Information supplied below:
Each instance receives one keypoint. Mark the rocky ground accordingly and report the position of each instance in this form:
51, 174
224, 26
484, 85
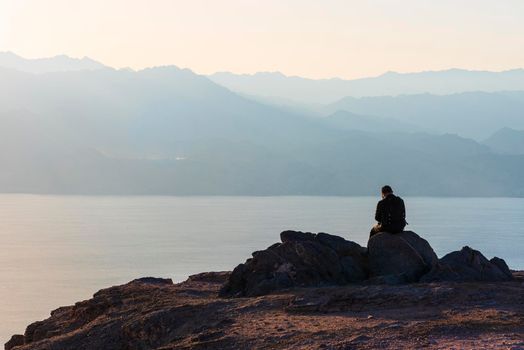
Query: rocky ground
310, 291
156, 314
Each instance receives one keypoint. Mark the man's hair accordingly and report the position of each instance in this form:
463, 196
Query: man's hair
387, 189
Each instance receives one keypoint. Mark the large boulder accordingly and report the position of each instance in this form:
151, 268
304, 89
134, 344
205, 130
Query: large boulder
End of Information supplied.
Information supplied below:
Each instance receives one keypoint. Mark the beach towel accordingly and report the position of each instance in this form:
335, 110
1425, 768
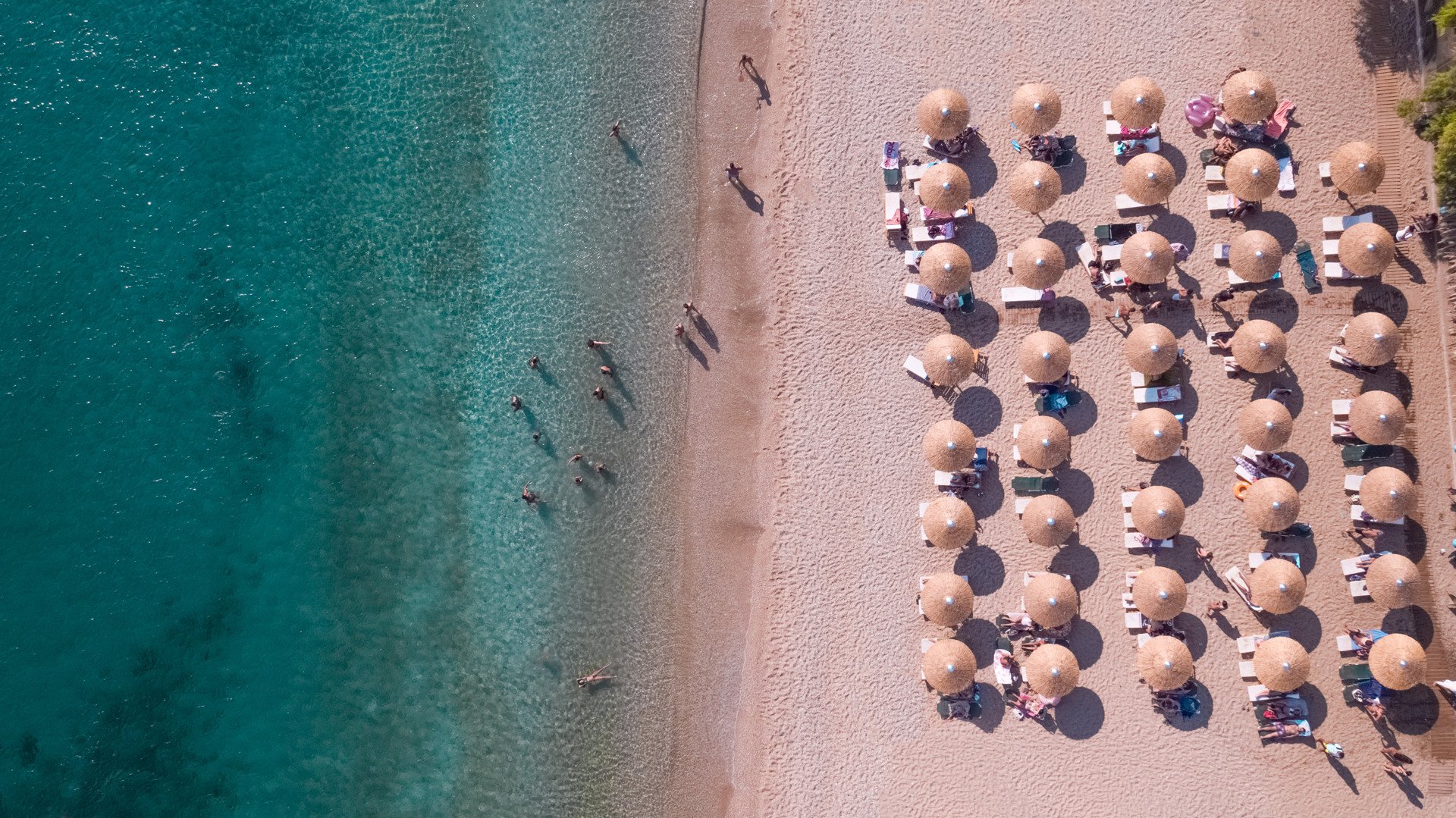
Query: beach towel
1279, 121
End of Information supplied.
** Your objective **
From the records above, return exactly the lines running from the one that contains "Each instance receives one keypoint. Mark the rocky" down to the one that contains "Query: large boulder", both included, without any pictures.

** Solved exercise **
Each instance receives one keypoint. Mark the rocky ground accordingly and report the position of each instance in this form:
51, 174
224, 26
484, 85
Query: rocky ground
310, 291
156, 314
Each instance receives one keypoint. Mark the man's hair accordingly and report the position of each instance in this form:
463, 196
Query: man's hair
387, 189
Each instance receives one keypoint. Mark the large boulder accordingly and report the position of each instance in this form:
151, 268
304, 89
134, 344
205, 130
Query: large boulder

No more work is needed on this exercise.